> **TASK DETAILS**: Produce an exact copy of the lines from the line containing "Would you mind placing a dot on the sidelight" through the last line of the listing below, both ends included, and nothing else.

* BEGIN RECORDS PROVIDED *

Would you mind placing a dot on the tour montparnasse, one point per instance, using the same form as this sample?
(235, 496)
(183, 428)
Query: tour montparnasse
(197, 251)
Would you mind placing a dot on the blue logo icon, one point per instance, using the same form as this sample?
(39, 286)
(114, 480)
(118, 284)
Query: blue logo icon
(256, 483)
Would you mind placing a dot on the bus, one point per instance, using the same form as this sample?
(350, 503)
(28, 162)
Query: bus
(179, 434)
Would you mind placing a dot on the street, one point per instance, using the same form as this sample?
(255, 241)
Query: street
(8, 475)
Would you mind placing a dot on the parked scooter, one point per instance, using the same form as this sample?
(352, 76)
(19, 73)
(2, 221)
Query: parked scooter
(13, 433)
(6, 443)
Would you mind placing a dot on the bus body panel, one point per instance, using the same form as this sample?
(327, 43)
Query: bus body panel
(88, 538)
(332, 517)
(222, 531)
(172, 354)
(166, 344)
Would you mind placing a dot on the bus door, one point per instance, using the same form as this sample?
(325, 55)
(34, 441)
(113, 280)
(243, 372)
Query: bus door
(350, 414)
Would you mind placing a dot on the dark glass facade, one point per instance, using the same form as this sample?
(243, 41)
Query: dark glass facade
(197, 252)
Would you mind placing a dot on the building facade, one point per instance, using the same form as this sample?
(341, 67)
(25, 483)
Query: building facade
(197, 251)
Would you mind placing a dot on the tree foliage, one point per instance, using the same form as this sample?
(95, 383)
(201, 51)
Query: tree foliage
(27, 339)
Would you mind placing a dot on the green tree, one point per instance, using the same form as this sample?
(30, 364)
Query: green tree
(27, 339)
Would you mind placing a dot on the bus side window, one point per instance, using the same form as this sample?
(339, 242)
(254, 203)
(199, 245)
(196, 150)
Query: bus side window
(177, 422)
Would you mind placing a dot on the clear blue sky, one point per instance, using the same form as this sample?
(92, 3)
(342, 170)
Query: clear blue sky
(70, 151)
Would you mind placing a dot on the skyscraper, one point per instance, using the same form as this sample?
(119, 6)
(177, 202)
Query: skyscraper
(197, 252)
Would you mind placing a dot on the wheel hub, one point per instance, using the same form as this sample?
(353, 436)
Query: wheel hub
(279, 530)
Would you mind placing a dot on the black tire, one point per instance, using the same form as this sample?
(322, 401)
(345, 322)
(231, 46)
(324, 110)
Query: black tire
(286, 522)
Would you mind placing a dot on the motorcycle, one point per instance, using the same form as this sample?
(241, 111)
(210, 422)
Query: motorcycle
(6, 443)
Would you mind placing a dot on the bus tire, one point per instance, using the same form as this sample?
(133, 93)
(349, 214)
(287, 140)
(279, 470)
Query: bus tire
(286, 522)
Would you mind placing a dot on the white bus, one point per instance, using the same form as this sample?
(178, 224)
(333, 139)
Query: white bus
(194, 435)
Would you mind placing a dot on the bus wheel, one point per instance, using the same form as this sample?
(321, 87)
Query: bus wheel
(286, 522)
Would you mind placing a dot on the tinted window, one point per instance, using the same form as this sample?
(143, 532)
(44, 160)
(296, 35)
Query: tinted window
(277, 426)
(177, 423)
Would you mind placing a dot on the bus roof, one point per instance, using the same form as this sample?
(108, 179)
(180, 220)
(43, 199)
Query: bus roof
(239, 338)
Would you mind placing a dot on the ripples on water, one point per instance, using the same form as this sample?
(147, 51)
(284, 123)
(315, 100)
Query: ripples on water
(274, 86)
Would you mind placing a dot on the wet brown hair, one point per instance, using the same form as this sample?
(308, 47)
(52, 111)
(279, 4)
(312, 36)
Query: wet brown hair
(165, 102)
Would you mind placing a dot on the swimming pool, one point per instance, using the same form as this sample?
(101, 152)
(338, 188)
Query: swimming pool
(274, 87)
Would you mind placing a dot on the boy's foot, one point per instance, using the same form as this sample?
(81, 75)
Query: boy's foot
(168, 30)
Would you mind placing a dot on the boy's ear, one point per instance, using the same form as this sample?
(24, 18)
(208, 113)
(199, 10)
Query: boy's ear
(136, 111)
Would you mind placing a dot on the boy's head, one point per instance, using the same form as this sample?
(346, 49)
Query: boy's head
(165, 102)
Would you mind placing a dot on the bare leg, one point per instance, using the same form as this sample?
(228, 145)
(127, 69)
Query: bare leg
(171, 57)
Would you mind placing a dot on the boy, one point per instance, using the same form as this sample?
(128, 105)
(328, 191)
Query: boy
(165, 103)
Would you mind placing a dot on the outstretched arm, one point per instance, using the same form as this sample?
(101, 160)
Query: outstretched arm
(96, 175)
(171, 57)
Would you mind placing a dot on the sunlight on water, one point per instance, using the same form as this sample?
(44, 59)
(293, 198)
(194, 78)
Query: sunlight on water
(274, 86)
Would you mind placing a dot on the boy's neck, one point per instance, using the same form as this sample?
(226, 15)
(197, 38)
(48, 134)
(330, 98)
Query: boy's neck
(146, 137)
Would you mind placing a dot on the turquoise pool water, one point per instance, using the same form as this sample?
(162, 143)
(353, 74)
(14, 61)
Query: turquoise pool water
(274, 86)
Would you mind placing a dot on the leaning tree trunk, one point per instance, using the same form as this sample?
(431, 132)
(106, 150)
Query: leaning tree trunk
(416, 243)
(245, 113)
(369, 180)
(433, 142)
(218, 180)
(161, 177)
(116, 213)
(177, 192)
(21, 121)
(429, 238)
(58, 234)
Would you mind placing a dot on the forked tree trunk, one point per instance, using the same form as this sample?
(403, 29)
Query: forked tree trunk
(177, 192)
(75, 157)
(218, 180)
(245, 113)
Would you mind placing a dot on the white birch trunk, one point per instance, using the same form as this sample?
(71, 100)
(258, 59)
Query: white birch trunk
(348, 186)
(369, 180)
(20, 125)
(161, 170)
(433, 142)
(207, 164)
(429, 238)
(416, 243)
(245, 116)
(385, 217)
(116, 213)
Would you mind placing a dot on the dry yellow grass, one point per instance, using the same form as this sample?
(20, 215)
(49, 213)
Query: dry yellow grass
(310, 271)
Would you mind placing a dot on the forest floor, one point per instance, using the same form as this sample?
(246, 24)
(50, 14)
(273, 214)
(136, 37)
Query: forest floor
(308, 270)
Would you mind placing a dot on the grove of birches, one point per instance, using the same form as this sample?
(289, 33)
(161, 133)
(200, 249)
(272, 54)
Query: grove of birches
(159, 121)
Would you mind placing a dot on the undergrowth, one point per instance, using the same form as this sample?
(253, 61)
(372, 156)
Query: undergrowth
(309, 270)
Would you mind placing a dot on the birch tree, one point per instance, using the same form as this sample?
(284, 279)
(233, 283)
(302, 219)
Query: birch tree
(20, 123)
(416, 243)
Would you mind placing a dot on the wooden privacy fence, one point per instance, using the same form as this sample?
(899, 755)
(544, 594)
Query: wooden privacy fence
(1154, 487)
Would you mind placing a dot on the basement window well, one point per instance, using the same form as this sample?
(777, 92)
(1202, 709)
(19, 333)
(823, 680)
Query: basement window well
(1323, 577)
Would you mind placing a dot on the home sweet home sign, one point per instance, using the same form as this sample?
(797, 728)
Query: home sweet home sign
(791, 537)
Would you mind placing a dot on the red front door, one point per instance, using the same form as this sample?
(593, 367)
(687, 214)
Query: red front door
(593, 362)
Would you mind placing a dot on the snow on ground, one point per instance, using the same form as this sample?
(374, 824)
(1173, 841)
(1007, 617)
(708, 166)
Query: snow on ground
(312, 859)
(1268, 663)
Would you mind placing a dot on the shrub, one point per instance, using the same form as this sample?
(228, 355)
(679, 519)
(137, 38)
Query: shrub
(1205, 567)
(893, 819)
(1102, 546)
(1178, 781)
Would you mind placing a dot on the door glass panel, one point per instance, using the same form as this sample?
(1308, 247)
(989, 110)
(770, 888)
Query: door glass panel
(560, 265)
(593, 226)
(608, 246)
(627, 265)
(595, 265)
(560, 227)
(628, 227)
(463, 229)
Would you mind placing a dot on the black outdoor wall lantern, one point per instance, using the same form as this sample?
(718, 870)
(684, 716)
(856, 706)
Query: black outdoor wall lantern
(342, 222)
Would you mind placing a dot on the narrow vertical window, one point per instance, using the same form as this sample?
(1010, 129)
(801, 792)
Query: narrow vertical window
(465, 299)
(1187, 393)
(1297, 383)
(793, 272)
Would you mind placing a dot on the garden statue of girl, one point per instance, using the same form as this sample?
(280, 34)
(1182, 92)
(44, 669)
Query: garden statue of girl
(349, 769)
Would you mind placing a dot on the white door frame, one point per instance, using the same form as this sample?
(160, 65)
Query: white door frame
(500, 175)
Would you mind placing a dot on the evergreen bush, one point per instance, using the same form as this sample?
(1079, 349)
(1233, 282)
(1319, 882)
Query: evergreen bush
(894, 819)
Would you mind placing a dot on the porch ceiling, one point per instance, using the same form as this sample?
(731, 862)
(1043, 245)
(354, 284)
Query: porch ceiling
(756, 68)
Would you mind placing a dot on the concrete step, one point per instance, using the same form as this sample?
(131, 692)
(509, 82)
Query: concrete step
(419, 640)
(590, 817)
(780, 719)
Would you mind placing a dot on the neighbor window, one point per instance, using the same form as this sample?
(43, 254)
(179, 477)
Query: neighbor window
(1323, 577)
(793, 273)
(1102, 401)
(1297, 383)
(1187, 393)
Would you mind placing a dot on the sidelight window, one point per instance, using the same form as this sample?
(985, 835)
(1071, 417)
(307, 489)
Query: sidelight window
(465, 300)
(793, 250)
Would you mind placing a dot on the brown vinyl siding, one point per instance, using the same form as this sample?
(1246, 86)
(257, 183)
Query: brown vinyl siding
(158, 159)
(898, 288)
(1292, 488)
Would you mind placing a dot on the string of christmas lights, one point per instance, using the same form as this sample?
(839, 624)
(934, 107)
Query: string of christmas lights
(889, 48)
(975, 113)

* END RECORDS PROVIDED *

> **COMPLETED TASK**:
Would you mind placing a dot on the sidelight window, one point per instance, using the same form as this sample?
(985, 835)
(1071, 417)
(307, 489)
Query: sidelight window
(465, 300)
(793, 250)
Would you mind placing a dot on the brown vinyl siding, one point per instance, using the same form as this sample?
(1246, 86)
(257, 183)
Query: brown vinyl siding
(158, 159)
(898, 288)
(1292, 488)
Would you mind placing a dot on the string of christmas lights, one point per instance, using the same form as this sample?
(839, 624)
(934, 107)
Query: string of christmas lights
(889, 48)
(975, 113)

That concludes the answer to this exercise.